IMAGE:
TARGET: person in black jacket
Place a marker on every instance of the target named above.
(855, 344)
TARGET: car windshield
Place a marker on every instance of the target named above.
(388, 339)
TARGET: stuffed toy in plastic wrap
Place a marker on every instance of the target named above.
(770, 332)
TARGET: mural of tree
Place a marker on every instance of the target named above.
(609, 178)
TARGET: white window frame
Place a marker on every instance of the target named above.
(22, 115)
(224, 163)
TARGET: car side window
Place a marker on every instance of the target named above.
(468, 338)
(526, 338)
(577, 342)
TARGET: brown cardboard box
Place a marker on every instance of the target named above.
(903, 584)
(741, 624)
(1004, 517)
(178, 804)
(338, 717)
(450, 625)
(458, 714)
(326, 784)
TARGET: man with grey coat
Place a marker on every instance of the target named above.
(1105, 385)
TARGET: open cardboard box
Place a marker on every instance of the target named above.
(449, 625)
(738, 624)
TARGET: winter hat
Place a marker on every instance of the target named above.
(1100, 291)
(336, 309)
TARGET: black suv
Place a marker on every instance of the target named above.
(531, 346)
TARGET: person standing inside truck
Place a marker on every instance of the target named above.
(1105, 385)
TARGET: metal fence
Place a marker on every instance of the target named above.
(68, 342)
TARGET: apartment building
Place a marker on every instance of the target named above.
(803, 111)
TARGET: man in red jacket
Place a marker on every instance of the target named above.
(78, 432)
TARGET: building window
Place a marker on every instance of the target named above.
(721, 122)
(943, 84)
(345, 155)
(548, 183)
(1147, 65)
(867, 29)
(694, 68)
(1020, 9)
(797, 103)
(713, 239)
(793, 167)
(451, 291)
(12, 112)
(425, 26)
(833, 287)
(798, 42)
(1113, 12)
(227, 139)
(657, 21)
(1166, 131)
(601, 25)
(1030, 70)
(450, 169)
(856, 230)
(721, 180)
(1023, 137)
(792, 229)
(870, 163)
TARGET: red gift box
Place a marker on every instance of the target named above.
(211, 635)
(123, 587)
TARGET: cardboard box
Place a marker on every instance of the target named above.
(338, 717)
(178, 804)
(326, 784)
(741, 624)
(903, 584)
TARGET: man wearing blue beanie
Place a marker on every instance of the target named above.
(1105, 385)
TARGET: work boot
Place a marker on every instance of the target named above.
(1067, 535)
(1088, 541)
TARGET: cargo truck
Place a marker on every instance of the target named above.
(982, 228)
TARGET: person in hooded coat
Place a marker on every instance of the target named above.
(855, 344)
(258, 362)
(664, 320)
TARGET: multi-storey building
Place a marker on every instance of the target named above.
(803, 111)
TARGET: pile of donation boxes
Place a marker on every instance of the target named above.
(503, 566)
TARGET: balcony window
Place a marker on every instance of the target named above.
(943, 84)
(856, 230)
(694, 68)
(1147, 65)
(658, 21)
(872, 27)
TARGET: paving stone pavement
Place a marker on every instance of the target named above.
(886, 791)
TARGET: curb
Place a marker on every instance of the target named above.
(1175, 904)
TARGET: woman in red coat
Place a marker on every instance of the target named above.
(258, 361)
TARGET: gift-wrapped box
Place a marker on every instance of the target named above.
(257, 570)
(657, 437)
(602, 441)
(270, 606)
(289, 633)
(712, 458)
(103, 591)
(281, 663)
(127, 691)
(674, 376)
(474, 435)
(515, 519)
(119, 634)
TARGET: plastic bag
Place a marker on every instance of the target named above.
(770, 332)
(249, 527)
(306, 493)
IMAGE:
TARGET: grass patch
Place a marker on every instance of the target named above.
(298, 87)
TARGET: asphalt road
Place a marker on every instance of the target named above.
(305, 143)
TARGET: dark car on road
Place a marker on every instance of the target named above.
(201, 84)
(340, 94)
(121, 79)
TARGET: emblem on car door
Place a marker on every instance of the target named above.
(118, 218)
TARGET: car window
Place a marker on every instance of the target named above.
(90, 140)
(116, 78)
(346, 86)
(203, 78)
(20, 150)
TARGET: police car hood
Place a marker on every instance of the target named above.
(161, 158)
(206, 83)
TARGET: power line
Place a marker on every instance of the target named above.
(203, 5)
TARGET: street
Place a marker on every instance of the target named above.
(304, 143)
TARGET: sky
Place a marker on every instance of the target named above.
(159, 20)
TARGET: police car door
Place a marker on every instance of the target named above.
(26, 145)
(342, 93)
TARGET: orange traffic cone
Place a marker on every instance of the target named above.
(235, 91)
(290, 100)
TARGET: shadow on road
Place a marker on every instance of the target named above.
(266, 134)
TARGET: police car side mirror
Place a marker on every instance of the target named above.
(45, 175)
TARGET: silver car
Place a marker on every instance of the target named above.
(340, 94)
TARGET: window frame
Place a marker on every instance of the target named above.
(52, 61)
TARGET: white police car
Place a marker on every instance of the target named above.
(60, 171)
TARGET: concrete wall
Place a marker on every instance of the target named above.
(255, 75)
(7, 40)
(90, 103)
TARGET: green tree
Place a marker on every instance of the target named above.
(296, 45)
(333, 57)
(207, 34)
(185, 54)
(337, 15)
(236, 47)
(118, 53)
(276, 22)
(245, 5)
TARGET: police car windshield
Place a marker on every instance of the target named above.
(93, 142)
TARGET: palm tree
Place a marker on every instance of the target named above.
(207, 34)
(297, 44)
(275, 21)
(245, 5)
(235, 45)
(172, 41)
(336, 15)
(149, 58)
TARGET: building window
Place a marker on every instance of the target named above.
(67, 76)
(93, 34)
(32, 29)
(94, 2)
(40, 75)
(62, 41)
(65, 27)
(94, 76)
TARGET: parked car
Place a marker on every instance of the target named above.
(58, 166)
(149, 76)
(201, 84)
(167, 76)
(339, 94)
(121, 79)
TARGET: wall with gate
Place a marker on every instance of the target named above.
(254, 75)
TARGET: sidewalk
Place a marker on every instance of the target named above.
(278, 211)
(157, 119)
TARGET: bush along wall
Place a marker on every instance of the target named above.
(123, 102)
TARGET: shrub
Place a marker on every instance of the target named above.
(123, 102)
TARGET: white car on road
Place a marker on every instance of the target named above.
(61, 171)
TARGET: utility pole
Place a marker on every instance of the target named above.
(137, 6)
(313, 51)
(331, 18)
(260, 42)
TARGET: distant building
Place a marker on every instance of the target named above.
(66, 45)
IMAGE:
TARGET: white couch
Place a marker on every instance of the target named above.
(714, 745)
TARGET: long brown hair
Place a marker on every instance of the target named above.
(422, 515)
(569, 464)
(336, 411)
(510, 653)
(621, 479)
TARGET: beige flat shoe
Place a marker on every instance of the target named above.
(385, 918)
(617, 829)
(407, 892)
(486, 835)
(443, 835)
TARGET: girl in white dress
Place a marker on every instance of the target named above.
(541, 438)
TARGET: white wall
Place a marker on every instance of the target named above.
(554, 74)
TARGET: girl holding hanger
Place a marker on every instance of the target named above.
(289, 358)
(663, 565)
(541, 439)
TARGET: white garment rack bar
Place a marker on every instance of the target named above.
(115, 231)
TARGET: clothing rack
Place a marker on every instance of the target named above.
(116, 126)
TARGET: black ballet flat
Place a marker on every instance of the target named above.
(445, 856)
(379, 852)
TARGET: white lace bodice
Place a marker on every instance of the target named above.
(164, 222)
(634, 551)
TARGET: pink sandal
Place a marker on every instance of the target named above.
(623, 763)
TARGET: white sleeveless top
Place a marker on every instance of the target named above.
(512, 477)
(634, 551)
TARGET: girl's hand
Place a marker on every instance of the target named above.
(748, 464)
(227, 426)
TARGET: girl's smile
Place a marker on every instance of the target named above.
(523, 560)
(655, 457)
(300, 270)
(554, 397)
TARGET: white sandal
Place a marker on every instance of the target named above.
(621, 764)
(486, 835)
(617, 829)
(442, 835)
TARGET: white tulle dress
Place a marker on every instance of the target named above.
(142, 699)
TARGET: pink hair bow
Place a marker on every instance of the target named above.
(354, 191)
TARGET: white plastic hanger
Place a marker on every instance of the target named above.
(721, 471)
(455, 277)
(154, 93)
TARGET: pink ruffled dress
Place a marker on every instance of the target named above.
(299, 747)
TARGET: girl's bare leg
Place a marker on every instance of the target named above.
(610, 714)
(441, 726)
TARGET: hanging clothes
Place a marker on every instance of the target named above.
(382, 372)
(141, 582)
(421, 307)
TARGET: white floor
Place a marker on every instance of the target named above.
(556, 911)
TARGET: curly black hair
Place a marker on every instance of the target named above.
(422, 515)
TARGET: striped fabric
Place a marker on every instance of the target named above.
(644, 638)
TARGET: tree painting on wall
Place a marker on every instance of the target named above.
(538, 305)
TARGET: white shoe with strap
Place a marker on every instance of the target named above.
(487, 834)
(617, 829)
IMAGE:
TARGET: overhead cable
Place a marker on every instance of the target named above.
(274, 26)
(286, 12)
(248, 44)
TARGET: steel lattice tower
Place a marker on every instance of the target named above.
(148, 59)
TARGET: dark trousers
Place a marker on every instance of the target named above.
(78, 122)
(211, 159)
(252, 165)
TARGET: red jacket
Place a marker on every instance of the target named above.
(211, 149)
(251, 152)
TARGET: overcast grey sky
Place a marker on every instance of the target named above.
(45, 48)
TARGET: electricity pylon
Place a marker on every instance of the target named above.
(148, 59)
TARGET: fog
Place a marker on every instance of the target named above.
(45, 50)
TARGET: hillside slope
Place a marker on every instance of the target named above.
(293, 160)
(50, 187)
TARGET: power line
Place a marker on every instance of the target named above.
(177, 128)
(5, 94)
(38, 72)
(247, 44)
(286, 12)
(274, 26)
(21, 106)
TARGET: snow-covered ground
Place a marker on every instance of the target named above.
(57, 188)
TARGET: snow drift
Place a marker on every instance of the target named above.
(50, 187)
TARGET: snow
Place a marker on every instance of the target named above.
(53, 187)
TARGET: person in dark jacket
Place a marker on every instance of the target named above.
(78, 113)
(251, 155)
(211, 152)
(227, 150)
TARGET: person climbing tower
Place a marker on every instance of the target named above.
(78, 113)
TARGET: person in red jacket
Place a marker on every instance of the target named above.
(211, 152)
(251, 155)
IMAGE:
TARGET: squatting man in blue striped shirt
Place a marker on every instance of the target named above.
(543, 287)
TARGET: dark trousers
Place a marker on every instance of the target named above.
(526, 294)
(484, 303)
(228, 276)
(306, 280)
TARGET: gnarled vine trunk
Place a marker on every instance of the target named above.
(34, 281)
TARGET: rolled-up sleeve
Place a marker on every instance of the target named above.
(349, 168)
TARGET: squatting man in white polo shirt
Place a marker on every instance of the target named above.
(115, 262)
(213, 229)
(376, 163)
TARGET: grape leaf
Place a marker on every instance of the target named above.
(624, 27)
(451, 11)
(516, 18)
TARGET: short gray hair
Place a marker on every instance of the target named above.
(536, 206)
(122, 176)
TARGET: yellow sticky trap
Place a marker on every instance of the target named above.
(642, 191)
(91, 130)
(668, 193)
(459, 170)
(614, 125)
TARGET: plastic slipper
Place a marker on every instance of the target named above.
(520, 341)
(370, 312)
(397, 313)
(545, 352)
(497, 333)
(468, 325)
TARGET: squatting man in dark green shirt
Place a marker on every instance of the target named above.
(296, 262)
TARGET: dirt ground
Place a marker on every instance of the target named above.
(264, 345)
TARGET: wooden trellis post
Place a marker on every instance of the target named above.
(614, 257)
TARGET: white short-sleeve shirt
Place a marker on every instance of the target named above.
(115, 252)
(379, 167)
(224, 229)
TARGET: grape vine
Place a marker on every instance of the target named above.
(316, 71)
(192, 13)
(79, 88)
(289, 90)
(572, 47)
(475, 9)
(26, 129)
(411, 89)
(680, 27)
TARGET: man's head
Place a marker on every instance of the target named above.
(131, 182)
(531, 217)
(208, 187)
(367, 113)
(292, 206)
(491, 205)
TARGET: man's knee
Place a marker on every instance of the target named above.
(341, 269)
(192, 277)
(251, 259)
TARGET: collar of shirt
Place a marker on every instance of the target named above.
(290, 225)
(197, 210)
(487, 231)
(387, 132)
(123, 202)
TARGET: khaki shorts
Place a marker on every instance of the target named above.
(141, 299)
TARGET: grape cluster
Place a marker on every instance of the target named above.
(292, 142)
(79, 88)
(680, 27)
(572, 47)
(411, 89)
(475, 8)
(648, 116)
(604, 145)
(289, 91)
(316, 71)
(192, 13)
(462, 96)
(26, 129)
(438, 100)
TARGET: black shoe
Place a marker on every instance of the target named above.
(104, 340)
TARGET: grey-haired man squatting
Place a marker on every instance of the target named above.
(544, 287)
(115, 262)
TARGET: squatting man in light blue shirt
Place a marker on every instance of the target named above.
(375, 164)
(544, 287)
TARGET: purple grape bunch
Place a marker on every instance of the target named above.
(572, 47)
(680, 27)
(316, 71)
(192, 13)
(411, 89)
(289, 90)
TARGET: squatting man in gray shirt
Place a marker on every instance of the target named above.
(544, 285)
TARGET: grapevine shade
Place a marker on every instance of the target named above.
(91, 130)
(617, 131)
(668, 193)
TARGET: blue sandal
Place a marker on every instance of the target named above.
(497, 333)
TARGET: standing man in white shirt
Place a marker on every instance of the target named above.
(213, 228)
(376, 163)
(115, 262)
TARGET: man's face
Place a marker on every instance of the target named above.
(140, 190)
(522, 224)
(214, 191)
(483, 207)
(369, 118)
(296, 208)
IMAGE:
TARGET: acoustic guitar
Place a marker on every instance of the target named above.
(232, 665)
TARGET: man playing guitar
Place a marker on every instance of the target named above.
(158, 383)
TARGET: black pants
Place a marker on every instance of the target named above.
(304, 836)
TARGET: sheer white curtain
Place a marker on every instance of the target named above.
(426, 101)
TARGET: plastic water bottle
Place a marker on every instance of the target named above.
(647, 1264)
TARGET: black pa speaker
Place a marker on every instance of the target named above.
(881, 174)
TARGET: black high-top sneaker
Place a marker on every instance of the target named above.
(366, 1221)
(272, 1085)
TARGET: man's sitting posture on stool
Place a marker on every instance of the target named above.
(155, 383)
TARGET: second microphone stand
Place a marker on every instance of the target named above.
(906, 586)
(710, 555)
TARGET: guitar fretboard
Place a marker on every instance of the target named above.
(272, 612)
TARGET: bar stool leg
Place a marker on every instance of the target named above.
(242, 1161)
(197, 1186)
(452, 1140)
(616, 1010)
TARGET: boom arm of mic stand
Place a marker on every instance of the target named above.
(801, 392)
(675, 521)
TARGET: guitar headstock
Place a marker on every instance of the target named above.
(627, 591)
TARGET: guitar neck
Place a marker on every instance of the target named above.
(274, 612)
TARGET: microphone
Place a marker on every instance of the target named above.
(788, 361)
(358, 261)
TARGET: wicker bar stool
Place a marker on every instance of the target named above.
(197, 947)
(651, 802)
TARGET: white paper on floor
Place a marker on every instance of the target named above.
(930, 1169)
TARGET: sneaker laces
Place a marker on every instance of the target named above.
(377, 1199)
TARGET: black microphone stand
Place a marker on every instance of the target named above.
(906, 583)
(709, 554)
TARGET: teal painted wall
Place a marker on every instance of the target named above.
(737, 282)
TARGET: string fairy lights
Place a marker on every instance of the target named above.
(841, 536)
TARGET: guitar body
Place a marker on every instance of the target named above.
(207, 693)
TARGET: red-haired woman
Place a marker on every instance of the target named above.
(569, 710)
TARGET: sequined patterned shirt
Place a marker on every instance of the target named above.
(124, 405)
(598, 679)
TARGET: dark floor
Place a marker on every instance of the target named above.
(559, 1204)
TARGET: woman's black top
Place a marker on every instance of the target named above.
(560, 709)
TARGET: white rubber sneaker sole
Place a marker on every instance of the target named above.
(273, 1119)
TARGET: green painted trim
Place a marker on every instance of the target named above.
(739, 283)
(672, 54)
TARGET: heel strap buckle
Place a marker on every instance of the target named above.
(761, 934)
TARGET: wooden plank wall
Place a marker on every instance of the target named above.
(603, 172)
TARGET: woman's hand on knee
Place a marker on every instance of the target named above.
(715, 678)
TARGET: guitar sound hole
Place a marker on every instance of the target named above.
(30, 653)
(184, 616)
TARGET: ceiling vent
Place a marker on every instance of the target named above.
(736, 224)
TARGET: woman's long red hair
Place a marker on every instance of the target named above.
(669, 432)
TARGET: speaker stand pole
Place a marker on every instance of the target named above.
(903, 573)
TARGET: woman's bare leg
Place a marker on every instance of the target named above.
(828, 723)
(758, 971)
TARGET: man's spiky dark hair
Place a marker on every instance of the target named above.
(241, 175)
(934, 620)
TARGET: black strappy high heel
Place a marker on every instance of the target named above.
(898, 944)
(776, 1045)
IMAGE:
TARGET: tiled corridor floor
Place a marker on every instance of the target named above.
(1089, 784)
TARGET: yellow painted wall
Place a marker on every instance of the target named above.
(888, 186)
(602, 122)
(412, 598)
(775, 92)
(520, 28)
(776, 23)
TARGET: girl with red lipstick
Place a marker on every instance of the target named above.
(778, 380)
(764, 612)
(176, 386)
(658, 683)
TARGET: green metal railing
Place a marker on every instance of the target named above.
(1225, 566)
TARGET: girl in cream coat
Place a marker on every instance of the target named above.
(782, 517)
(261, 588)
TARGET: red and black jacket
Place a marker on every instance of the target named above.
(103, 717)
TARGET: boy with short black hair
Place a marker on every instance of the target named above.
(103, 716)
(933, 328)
···
## Exercise requirements:
Copy, character for character, the lines from the line that holds "TARGET: speaker stand pole" through the final line of the records above.

## Output for this exercise:
TARGET: speaker stand pole
Place a marker on every instance of the target named above.
(903, 573)
TARGET: woman's bare leg
Place a marker on every instance of the target named above.
(828, 723)
(758, 971)
TARGET: man's spiky dark hair
Place a marker on every instance of the target named above.
(241, 175)
(934, 620)
TARGET: black strappy high heel
Place a marker on every instance of the target named above.
(898, 944)
(776, 1045)
IMAGE:
TARGET: tiled corridor floor
Place a marker on every instance of the target named above.
(1089, 784)
TARGET: yellow painted wall
Place a marker on every instance of the target named above.
(888, 186)
(602, 122)
(412, 598)
(775, 92)
(520, 28)
(776, 23)
TARGET: girl with red lipstick
Place a marker on every instance of the target named above.
(778, 380)
(764, 612)
(176, 386)
(658, 683)
TARGET: green metal railing
Place a marker on every instance of the target named above.
(1225, 566)
TARGET: girl in cream coat
Place a marker on every instance of the target named above.
(782, 517)
(261, 588)
TARGET: red and black jacket
Place a marker on every instance of the target named above.
(103, 717)
TARGET: boy with short black hair
Place a marker on every instance of the target named above.
(103, 716)
(933, 328)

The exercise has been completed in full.